(TEXT PASSAGE begins)

Currently available therapy is focused on reducing the supply of the respective amyloid fibril precursor protein and supportive medical care, which together have greatly improved survival. Chemotherapy and anti-inflammatory treatment for the disorders that underlie AL and AA amyloidosis are guided by serial measurements of the respective circulating amyloid precursor proteins, i.e. serial serum free light chains in AL and serum amyloid A protein in AA type.

Quality of life and prognosis of some forms of hereditary systemic amyloidosis can be improved by liver and other organ transplants. Various new therapies, ranging from silencing RNA, protein stabilizers to monoclonal antibodies, aimed at inhibiting fibril precursor supply, fibril formation or the persistence of amyloid deposits, are in development; some are already in clinical phase.

Ann Clin Biochem May 2012; 49(3 ): 229-241   http://acb.2011.011225v1 49/3/229

What is transthyretin (TTR)?

TTR is a  tetramer of 4 127 amino acid subunits synthesized by the liver that circulates as a transporter of thyroxin, and with retinol-binding protein, transports vitamin A.  It was originally defined by the migration in electrophoresis more anodal to albumin, hence, prealbumin.  It is present in cerebrospinal fluid, secreted by the choroid plexus.  The TTR monomer contains 8 antiparallel beta pleated sheet domains. TTR can be found in plasma and in cerebrospinal fluid and is synthesized by the choroid plexus of the brain and, to a lesser degree, by the retina. Its gene is located on the long arm of chromosome 18 and contains 4 exons and 3 introns.

The concentration in serum can be expected to be above 20 mg/dL in a health adult, but the protein decreases by 1 mg/dL/day postoperatively, and it decreases with acute or chronic renal failure, pneumonia or sepsis, rising again with the onset of anabolism.  Patients in the pulmonary intensive care unit have TTR levels that remain low for 7-10 days, but followup data for the remainder of the hospital stay or in relationship to readmission in the six months after release from hospital care was not part of the study.

(TEXT PASSAGE ends)

- _TASK 1_:
Decide whether each statement below agrees with the amyloidosis and transthyretin text. For each, answer yes or no and quote the deciding words. (a) TTR is synthesized by the liver. (b) The TTR gene lies on the short arm of chromosome 18. (c) Serum TTR rises after surgery.
- _TASK 2_:
List every site that the amyloidosis and transthyretin text names as a place where TTR is synthesized.
- _TASK 3_:
Repeat the part of the amyloidosis and transthyretin text that begins at "Currently available therapy" and stops after "in AA type.".

(SUPPLIED MATERIAL begins)

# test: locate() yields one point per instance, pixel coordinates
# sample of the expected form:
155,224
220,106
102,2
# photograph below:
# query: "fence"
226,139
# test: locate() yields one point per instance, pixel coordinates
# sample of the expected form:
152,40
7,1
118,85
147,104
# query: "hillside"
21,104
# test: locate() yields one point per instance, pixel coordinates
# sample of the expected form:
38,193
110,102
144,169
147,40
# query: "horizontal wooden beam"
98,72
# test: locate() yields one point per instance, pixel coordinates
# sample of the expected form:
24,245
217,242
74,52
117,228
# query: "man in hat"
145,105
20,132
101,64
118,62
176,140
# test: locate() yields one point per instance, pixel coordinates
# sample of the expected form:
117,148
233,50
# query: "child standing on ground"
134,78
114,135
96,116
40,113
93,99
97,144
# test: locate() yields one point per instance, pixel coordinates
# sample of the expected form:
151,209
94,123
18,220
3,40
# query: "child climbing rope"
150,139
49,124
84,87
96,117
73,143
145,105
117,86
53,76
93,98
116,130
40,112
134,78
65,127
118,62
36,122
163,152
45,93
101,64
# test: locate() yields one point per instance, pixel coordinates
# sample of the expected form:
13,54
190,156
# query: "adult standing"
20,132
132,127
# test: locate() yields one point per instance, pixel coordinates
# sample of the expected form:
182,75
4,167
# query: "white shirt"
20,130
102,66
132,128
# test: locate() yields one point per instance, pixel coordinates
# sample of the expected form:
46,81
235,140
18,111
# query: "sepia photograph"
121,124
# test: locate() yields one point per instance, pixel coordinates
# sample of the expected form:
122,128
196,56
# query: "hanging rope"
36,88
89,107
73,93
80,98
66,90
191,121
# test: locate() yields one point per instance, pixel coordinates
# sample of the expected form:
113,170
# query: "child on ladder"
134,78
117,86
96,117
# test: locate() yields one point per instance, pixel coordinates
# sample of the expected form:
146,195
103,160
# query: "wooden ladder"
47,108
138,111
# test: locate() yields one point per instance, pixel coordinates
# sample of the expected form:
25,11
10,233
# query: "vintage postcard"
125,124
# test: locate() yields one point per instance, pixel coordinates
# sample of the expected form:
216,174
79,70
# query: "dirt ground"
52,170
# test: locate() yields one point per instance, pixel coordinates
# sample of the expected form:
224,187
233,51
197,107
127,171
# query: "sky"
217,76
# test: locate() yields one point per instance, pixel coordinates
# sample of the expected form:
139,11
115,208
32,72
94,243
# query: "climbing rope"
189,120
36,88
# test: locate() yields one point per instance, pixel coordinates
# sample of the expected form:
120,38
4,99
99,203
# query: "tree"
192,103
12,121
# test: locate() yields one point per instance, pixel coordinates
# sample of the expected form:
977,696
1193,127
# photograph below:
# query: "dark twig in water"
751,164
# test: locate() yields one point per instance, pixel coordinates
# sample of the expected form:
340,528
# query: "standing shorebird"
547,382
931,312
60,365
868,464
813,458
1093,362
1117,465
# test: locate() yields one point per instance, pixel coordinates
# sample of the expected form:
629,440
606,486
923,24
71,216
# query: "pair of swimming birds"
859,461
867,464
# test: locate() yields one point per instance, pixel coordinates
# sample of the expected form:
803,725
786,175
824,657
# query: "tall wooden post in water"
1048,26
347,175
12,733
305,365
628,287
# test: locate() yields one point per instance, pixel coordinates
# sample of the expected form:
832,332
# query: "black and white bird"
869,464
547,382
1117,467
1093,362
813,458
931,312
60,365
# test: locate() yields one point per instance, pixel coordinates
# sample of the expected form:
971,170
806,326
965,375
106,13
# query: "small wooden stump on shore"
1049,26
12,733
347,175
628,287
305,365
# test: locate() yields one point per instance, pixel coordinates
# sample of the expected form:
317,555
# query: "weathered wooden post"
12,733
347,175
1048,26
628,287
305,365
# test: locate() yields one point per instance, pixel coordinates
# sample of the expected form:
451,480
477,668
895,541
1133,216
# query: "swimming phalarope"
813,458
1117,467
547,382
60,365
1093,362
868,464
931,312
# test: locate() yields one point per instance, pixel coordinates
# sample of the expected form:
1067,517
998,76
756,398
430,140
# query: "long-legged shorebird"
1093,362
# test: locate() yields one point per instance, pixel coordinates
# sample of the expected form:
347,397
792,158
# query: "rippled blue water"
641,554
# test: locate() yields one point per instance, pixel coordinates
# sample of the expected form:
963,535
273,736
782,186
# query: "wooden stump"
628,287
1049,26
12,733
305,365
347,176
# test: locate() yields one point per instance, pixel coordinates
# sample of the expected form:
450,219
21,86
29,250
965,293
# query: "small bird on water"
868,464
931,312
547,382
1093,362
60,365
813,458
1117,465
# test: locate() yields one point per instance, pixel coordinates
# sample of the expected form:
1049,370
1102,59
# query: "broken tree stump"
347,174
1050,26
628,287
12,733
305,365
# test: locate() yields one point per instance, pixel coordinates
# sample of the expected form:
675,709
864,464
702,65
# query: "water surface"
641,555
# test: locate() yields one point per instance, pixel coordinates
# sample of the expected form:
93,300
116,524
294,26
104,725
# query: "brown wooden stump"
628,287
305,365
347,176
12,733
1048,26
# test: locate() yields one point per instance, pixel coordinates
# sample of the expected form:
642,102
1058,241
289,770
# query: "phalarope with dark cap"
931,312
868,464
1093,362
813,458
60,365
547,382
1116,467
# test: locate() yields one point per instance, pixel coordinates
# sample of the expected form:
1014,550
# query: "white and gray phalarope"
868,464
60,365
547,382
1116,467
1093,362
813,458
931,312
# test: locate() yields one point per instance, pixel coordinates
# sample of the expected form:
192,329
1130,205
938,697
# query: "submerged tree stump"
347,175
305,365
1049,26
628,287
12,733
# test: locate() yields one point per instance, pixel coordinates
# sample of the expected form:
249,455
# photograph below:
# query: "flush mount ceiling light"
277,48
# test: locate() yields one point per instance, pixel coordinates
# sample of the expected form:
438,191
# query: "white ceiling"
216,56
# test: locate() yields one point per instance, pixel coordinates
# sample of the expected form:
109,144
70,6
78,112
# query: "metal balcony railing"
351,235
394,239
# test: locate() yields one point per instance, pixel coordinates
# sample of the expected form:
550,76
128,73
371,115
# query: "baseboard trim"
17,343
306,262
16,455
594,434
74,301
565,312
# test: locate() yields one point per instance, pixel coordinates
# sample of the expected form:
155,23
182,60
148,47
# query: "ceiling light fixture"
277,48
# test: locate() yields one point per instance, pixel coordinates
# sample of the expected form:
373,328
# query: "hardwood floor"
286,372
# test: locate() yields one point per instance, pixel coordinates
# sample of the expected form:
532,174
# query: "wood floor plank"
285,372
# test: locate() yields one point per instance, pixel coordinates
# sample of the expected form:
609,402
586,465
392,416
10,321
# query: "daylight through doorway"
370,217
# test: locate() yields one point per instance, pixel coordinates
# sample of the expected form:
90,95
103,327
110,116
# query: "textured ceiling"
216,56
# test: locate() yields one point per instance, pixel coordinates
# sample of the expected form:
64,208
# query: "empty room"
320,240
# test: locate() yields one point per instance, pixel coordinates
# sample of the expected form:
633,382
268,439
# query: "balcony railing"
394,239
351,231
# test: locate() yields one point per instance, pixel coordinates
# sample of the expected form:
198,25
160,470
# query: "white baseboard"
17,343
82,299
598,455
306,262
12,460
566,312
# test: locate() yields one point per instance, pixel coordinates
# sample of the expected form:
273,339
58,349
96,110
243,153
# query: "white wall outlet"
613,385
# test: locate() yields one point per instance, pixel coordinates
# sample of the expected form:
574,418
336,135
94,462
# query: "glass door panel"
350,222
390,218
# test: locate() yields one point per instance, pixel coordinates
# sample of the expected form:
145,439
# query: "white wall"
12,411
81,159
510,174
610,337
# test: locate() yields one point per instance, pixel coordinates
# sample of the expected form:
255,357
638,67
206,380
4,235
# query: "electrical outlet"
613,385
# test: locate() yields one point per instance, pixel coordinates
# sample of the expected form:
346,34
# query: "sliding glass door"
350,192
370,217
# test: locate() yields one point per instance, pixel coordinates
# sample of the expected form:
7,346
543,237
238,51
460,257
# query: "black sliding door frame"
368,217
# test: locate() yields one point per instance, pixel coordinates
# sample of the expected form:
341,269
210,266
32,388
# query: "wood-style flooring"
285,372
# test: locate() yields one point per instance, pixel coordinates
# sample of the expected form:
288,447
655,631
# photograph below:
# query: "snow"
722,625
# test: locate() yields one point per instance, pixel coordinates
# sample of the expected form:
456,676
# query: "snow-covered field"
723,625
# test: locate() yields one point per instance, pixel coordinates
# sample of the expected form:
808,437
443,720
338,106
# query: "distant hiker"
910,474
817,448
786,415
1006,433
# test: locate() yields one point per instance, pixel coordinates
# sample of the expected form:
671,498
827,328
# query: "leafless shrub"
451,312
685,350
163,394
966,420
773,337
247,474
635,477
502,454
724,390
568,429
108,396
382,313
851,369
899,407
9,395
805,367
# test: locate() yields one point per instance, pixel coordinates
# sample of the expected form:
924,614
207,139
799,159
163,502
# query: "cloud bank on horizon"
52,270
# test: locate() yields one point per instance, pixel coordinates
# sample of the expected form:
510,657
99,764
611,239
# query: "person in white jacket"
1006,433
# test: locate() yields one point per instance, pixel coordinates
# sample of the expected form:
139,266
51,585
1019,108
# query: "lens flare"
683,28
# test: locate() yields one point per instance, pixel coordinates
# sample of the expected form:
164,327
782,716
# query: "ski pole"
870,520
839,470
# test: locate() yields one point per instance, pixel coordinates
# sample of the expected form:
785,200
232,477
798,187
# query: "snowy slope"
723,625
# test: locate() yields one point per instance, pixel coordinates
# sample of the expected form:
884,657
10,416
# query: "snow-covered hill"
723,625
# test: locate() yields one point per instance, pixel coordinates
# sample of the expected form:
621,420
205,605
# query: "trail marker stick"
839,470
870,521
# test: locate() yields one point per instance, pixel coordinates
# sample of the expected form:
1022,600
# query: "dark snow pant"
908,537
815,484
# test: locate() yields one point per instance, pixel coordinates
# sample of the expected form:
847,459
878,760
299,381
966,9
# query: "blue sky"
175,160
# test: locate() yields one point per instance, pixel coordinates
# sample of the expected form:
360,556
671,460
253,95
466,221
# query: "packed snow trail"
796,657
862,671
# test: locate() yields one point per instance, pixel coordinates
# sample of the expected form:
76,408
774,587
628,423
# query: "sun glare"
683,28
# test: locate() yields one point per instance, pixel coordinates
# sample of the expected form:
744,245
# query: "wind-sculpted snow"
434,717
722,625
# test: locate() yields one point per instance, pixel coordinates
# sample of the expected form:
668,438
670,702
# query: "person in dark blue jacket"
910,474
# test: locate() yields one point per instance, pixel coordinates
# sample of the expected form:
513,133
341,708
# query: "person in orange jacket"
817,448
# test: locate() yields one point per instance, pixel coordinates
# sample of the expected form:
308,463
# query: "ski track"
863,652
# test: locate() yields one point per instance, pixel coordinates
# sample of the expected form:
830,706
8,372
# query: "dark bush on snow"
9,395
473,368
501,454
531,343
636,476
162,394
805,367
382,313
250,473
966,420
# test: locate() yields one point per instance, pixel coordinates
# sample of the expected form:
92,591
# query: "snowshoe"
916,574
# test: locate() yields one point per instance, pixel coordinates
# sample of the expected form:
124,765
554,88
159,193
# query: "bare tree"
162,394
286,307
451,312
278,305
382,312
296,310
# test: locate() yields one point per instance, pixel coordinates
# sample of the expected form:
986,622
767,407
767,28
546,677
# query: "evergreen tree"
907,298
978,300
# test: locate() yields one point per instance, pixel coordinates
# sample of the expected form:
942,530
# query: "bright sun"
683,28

(SUPPLIED MATERIAL ends)

- _TASK ANSWER 1_:
(a) Yes: "synthesized by the liver"
(b) No: "Its gene is located on the long arm of chromosome 18"
(c) No: "the protein decreases by 1 mg/dL/day postoperatively"

- _TASK ANSWER 2_:
- the liver
- the choroid plexus of the brain
- the retina

- _TASK ANSWER 3_:
Currently available therapy is focused on reducing the supply of the respective amyloid fibril precursor protein and supportive medical care, which together have greatly improved survival. Chemotherapy and anti-inflammatory treatment for the disorders that underlie AL and AA amyloidosis are guided by serial measurements of the respective circulating amyloid precursor proteins, i.e. serial serum free light chains in AL and serum amyloid A protein in AA type.